Description of the task | Please revise the material below by replacing every "keypoint" with "anchor point" and leaving all other text unchanged.
--- Source material ---
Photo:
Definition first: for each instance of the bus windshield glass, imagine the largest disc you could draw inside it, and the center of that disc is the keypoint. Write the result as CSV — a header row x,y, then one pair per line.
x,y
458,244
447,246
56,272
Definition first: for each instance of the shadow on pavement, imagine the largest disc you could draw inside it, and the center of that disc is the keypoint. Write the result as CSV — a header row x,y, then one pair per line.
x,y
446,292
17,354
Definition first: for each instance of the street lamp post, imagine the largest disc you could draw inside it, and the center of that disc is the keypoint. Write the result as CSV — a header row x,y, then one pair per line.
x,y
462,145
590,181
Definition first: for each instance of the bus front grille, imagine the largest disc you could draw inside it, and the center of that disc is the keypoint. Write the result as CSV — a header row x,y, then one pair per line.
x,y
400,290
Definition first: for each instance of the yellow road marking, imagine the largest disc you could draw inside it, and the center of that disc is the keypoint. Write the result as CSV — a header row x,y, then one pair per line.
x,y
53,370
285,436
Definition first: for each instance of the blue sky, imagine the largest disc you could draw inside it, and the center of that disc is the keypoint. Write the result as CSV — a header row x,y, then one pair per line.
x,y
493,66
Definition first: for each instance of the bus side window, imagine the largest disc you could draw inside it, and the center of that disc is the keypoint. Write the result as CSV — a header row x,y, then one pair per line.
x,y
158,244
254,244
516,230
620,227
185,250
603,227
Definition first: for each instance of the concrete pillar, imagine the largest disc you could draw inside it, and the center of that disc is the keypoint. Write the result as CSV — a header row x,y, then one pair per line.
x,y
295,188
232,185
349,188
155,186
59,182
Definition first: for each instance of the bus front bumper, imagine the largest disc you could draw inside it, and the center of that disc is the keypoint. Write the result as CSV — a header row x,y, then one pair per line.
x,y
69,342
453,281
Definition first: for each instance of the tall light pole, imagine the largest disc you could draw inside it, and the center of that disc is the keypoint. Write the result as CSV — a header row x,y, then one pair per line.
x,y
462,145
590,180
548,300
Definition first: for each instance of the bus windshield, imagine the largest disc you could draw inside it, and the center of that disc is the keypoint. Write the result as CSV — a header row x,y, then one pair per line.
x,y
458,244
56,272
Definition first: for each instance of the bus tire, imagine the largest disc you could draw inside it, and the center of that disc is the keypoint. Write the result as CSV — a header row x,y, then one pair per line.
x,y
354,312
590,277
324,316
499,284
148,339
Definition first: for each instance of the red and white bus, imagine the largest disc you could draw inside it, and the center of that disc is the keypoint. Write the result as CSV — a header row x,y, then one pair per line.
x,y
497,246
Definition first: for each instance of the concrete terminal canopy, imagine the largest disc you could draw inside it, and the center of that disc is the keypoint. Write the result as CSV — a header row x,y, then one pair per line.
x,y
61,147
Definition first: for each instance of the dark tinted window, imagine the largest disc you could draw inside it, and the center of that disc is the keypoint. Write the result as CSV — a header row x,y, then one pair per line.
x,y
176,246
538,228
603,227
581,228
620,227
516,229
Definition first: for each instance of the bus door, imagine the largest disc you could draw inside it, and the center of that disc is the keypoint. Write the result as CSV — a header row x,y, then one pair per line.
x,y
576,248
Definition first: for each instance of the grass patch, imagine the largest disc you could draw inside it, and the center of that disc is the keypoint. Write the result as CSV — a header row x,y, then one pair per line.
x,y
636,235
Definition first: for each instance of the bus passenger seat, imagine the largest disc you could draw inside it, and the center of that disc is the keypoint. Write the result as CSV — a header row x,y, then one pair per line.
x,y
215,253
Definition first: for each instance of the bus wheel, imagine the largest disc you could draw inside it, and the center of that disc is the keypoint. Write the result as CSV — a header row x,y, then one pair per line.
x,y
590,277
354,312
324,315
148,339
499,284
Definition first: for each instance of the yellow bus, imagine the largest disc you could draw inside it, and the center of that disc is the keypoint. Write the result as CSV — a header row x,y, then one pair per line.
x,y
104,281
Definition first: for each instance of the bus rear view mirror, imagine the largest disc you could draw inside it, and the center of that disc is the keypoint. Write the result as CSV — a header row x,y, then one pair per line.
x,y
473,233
---
Correct output |
Photo:
Definition first: for each instance of the bus windshield glass, imagine the largest disc you could draw inside it, and the center of that disc is the anchor point. Write the result as CSV — a header row x,y, then one pair per line.
x,y
458,244
447,246
56,272
Definition first: for each instance of the shadow on pavement, imagine the largest disc you could draw inside it, and the center of that disc is the anchor point. Write the result as CSV — a header row x,y, then one pair per line.
x,y
446,292
17,354
Definition first: for each instance of the street lamp post, imagine the largest disc you could draw inside it, and the center of that disc is the anchor point. Write the result as CSV — a header row x,y, then one pair per line.
x,y
462,145
590,181
Definition first: for each instance of the bus front grille, imagine the largest disc you could draw inside it, and the center of that disc is the anchor point. Write the result as CSV — a header row x,y, then one pair per line.
x,y
400,290
Definition first: for each instance of the yellow road marking, imagine the largest disc you could draw inside it, and the center of that disc is the anchor point. Write the result as CSV — a header row x,y, then one pair per line.
x,y
53,370
285,436
Definition first: for each instance of the blue sky, imagine the largest disc you could draw inside it, and the center of that disc is the anchor point. Write the result as CSV — a header row x,y, then one pair per line.
x,y
493,66
Definition first: for each instance of the bus side window, imagine the largest disc you could draw inside it, and the center of that disc is the anchor point. Write the result as CSV — a header row x,y, then one pair per line.
x,y
158,244
254,244
516,230
620,227
185,250
603,227
Definition first: for each instance of the concrete pillar, imagine the largest disc you could draw inside it, and the center of that disc is the anchor point. Write the result as CSV — a header row x,y, then one pair per line.
x,y
295,188
232,185
349,188
155,186
59,182
Definition first: for each instance of the bus front bumper, imagine the largest disc you could draw inside it, and the center of that disc is the anchor point. Write the result as CSV — a header row x,y, then one pair per line.
x,y
69,342
453,281
Definition first: for each instance of the tall light pole, imagine the largest disc you could draw inside it, and the center of that disc is the anchor point. Write the result as CSV — a header row x,y, then one pair per line.
x,y
462,145
590,180
548,300
Definition first: for each instance of the bus windshield, imagine the largest disc you could draw inside it, and the center of that disc is the anchor point. Write the result as CSV — a header row x,y, then one pair per line.
x,y
458,244
56,272
Definition first: for each instance of the bus tire, imagine the largest disc you could draw inside it, and the center of that disc is the anchor point. Write the result as CSV — a header row x,y, then one pair per line.
x,y
354,312
590,277
324,316
499,284
148,339
Definition first: for each instance of the red and white bus, imagine the largest disc you could draw inside it, and the center of that disc is the anchor point. Write the result as CSV — a header row x,y, then one pair per line.
x,y
497,246
Definition first: for each instance of the concrete terminal canopy, imagine the largest disc you could draw inside it, and the center of that disc is the anchor point. Write the result as CSV — a header row x,y, then one pair per line.
x,y
61,147
Definition first: for each instance of the dark tinted window, imagine the largest disc you could draw inside it, and the center of that disc is the anchor point. Write the result as CSV — a header row x,y, then one pair per line.
x,y
176,246
538,228
603,227
581,228
620,227
516,229
Definition first: for each instance of the bus door, imagine the largest disc you could draw inside it, and the center of that disc is the anchor point. Write the result as CSV — a header row x,y, then one pair per line.
x,y
576,248
Definition first: for each instance of the grass patch, imagine the largest disc you could draw inside it, and the center of that disc is the anchor point. Write the result as CSV — a header row x,y, then one pair per line.
x,y
636,235
Definition first: for each instance of the bus passenger seat, imagine the largest disc you could draw inside it, and the center of that disc is the anchor point. Write the result as CSV — a header row x,y, then one pair per line.
x,y
215,253
Definition first: for each instance of the bus wheel, imagine the largest disc you could draw inside it, and the center of that disc is the anchor point. Write the result as CSV — a header row x,y, then one pair per line.
x,y
590,277
354,312
324,315
148,339
499,284
Definition first: for each instance of the yellow bus, imagine the largest disc you could draw inside it, and the center of that disc is the anchor point. Write the result as CSV — a header row x,y, then one pair per line.
x,y
104,281
Definition first: for each instance of the bus rear view mirror, imagine the largest disc you could draw inside it, and the center of that disc is the anchor point. Write the result as CSV — a header row x,y, then one pair per line.
x,y
473,233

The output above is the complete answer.